**Page excerpt:**
=====
Dr. Love contacted several museums throughout the United States and Europe with Ancient Egypt collections and requested access to their archives. "I definitely received mixed responses," says Dr. Love. "A lot of people ignored me." Finally, Boston's Museum of Fine Arts and Harvard's Peabody Museum relented, allowing Blackley access to their deep troves of ancient Egyptian artifacts. "It was a little intimidating, to be honest," he says. Bowman's non-invasive extraction method resembles miniaturized fracking, wherein a portion of ceramic is injected with a nutrient bath before being pulled out through a syringe with the ancient yeast intact.
Blackley shipped the samples to Bowman in Iowa, but took one vial home to Southern California to feed and propagate himself. Interestingly, the sample could only be revived with Emmer flour, a denser varietal of flour likely used by Egyptians of the Old Kingdom. Modern growth media consistently killed the yeast samples in Bowman's lab in Iowa as well, leading them both to a similar conclusion: In the off-chance that the samples were contaminated, the microbes are still likely thousands of years old.
Blackley revived the yeast and baked it on a pan in his conventional home oven, resulting in a loaf that made headlines this past August. "I've made a fuck ton of sourdough," says Blackley, "but this was different." The ancient loaves were sweeter and chewier than the standard modern sourdough, with a smooth crumb closer to white bread.
For a truly ancient loaf, however, Blackley would have to bake like an Egyptian.
According to Dr. Love, commoner foods of the Old Kingdom included beer, pulses, and onions ("they were much sweeter than ours, you could eat them like apples," she says), but nothing was more ubiquitous than bread. Blackley, having studied hieroglyphics, says ancient Egyptians actually had 176 words for it. If they were big on baking, however, they were less insistent on clear recipes, relying mostly on oral transmission of instructions. As such, Dr. Love had to synthesize data from ancient art, writing, and archaeology to decode their baking methods.
Her work showed that Egyptians placed their dough into a heated, conical, clay pot called a bedja before burying it in a hole surrounded by hot embers, a process Blackley made it his mission to reenact to perfection. "The guy's mind runs at 100 miles per hour," says Dr. Love, "but he's very methodical. I knew it would work."
First, Blackley spent months baking ancient sourdough in his home oven using a tajine as a stand in for a bedja. Staying true to the yeast's forebears, he even fermented all his yeast at exactly 94° F. "That's the average daytime temperature around the Nile, and it makes bangin' bread," says Blackley.
He estimates that he cooked about 75 loaves before building his own bedja by hand and digging a hole in his backyard to master underground baking. "If I hadn't spent so much time working on it, it would have been a wreck," says Blackley. "I would have been another one of those people posting a shitty, burned, flat loaf saying, 'Welp I guess this is what the ancient Egyptians had to deal with!'" Instead, Blackley's backyard loaf proved exceptional, if not for one minor hiccup. "I was freaking out because I burned the top," says Blackley. "But in the end, I realized the process of figuring out how to bake like them was really what got me so close to these people I respect so much, not the end product." From the ancient yeast to the underground baking method, Blackley had at long last produced an indisputably ancient loaf with the same rich sweetness as his summer sourdough.
For now, Bowman continues to sequence the extracted samples in his lab, separating ancient yeast from modern contaminants. Dr. Love plans on gathering a greater diversity of yeast samples from an array of Egyptian artifacts. And Blackley fantasizes about one day selling ancient Egyptian bread commercially.
Once the sequencing is completed, the team has agreed to return the isolated ancient yeast to Egypt in one form or another. "It's their property," says Dr. Love. In the meantime, Blackley is digging more holes in his backyard.
=====
**Short problem 1:** List each person the ancient bread excerpt names.
=====
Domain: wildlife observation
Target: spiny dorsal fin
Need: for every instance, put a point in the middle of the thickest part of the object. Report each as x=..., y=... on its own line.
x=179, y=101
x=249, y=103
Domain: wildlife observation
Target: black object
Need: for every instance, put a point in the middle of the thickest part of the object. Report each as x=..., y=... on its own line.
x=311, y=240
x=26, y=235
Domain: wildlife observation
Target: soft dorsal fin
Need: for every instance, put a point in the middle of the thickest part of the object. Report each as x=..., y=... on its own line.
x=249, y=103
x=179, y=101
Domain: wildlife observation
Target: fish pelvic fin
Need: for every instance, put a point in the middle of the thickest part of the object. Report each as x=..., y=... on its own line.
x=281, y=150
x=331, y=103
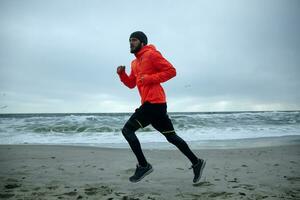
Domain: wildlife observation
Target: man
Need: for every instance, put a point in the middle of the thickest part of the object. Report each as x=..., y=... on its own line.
x=148, y=71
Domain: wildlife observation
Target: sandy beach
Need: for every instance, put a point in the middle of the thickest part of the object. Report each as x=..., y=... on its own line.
x=73, y=172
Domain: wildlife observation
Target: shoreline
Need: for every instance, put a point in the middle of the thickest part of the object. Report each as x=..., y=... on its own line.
x=197, y=145
x=74, y=172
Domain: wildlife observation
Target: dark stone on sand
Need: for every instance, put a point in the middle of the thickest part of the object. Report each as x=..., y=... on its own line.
x=6, y=195
x=12, y=186
x=71, y=193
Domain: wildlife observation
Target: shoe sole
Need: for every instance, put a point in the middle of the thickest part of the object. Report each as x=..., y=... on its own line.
x=147, y=173
x=201, y=171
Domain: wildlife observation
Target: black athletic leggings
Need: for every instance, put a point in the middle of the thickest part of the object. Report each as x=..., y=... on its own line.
x=129, y=134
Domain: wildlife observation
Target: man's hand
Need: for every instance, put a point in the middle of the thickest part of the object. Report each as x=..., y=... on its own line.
x=121, y=69
x=143, y=79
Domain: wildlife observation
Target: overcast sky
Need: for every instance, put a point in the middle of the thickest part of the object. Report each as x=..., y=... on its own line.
x=235, y=55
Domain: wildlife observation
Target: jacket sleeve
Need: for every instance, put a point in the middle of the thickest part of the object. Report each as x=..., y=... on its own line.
x=165, y=69
x=129, y=81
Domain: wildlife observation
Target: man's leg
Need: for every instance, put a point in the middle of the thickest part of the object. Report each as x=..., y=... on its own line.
x=136, y=121
x=174, y=139
x=161, y=122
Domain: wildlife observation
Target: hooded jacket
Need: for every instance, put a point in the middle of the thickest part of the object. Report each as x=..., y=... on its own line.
x=148, y=71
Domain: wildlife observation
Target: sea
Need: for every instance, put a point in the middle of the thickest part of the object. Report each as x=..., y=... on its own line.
x=104, y=129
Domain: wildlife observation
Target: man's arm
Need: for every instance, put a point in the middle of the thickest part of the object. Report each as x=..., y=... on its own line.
x=165, y=68
x=129, y=81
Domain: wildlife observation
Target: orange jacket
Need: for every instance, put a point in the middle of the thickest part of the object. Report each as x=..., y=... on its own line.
x=148, y=70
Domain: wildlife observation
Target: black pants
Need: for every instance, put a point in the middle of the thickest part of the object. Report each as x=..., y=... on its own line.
x=156, y=115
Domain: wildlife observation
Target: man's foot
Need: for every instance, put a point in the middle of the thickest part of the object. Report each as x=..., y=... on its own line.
x=140, y=173
x=198, y=169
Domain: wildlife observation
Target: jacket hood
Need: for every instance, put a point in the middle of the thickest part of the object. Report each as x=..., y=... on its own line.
x=146, y=48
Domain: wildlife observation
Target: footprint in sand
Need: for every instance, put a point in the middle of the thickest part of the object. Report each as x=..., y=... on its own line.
x=6, y=196
x=247, y=187
x=12, y=186
x=73, y=193
x=205, y=183
x=130, y=171
x=103, y=190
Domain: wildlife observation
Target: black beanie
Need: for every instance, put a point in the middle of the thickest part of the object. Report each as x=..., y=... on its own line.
x=140, y=36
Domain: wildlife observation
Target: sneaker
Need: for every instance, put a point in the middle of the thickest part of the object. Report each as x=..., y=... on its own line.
x=198, y=169
x=141, y=172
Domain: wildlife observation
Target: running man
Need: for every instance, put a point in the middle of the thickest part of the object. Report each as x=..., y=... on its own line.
x=148, y=71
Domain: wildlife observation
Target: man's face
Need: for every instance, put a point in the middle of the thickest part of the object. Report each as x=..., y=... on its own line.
x=135, y=45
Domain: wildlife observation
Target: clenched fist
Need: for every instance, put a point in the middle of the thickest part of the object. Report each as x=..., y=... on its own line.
x=121, y=69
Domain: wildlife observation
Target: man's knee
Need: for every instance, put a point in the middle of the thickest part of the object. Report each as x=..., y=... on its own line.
x=128, y=132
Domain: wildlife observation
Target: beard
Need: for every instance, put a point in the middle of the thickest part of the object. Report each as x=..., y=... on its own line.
x=136, y=49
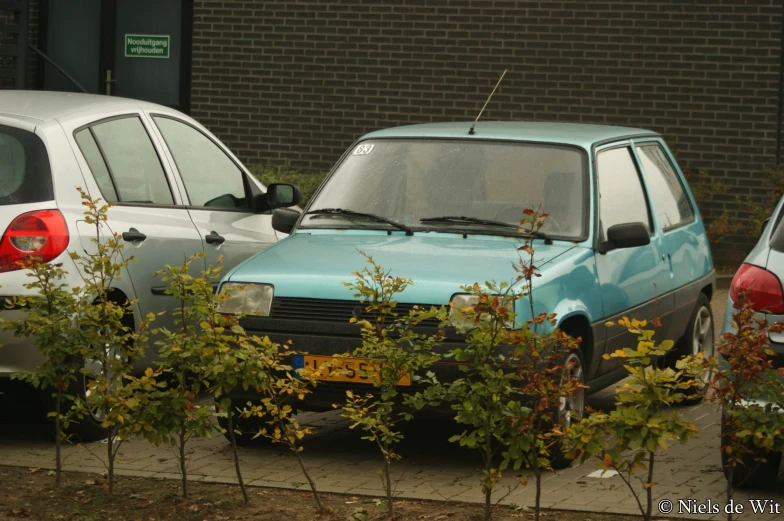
=====
**Short problem 2:** Please filter the records down to every line containing the string "dorsal", with case counting.

**Final result 1:**
Dr. Love
Blackley
Bowman

**Final result 2:**
Target: spiny dorsal fin
Target: soft dorsal fin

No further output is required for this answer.